Derzeit gibt es in jeder Provinz einen Berufsverband, eine Anwaltskammer, in der die Mitgliedschaft verpflichtend ist. Mit der Gesetzesänderung soll es möglich werden, dass sich zusätzliche regierungsnahe Kammern formieren. Statt dass dies zu »mehr Demokratie und Pluralismus« führt, ist absehbar, dass damit die Anwaltschaft in zwei Lager geteilt wird: jene auf Linie der Regierung Erdoğans und jene, die sich an rechtsstaatlichen und demokratischen Prinzipien orientieren und der Regierung kritisch gegenüberstehen. Anwält*innen werden gezwungen sein, sich für eine Seite zu entscheiden. Es ist absehbar, dass kritische Anwaltskammern an Einfluss verlieren.

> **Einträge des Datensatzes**
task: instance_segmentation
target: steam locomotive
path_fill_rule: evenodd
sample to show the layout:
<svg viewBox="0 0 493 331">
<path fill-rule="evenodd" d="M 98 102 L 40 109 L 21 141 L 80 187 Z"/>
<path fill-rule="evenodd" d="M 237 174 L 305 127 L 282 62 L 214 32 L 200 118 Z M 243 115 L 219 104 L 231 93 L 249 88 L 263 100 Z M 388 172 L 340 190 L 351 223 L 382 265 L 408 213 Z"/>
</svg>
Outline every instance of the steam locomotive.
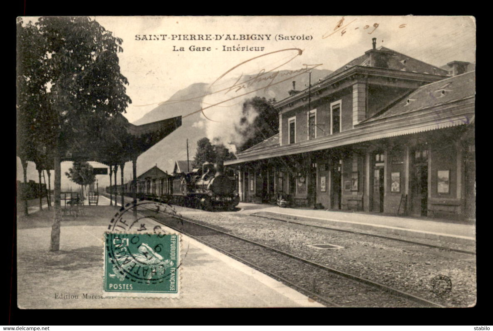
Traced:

> **ZU BEANTWORTENDE FRAGEN**
1. Der Textabschnitt stellt einer Hoffnung auf mehr Demokratie eine Reihe erwarteter Folgen der Gesetzesänderung gegenüber. Zähl alle diese Folgen auf.
2. Beantworte anhand des Textabschnitts kurz:
(a) Wie viele Anwaltskammern gibt es derzeit in jeder Provinz?
(b) Ist die Mitgliedschaft in der Anwaltskammer derzeit freiwillig oder verpflichtend?
(c) An welchen Prinzipien orientiert sich das regierungskritische Lager?
3. Schreib aus dem Textabschnitt wortgetreu den Teil ab, der mit den Worten "Derzeit gibt es" anfängt und mit "an Einfluss verlieren." aufhört.

> **ANTWORTEN PRO AUFGABE**
1.
- Die Anwaltschaft wird in zwei Lager geteilt: jene auf Linie der Regierung Erdoğans und jene, die sich an rechtsstaatlichen und demokratischen Prinzipien orientieren und der Regierung kritisch gegenüberstehen.
- Anwält*innen werden gezwungen sein, sich für eine Seite zu entscheiden.
- Kritische Anwaltskammern verlieren an Einfluss.

2.
(a) Eine.
(b) Verpflichtend.
(c) An rechtsstaatlichen und demokratischen Prinzipien.

3.
Derzeit gibt es in jeder Provinz einen Berufsverband, eine Anwaltskammer, in der die Mitgliedschaft verpflichtend ist. Mit der Gesetzesänderung soll es möglich werden, dass sich zusätzliche regierungsnahe Kammern formieren. Statt dass dies zu »mehr Demokratie und Pluralismus« führt, ist absehbar, dass damit die Anwaltschaft in zwei Lager geteilt wird: jene auf Linie der Regierung Erdoğans und jene, die sich an rechtsstaatlichen und demokratischen Prinzipien orientieren und der Regierung kritisch gegenüberstehen. Anwält*innen werden gezwungen sein, sich für eine Seite zu entscheiden. Es ist absehbar, dass kritische Anwaltskammern an Einfluss verlieren.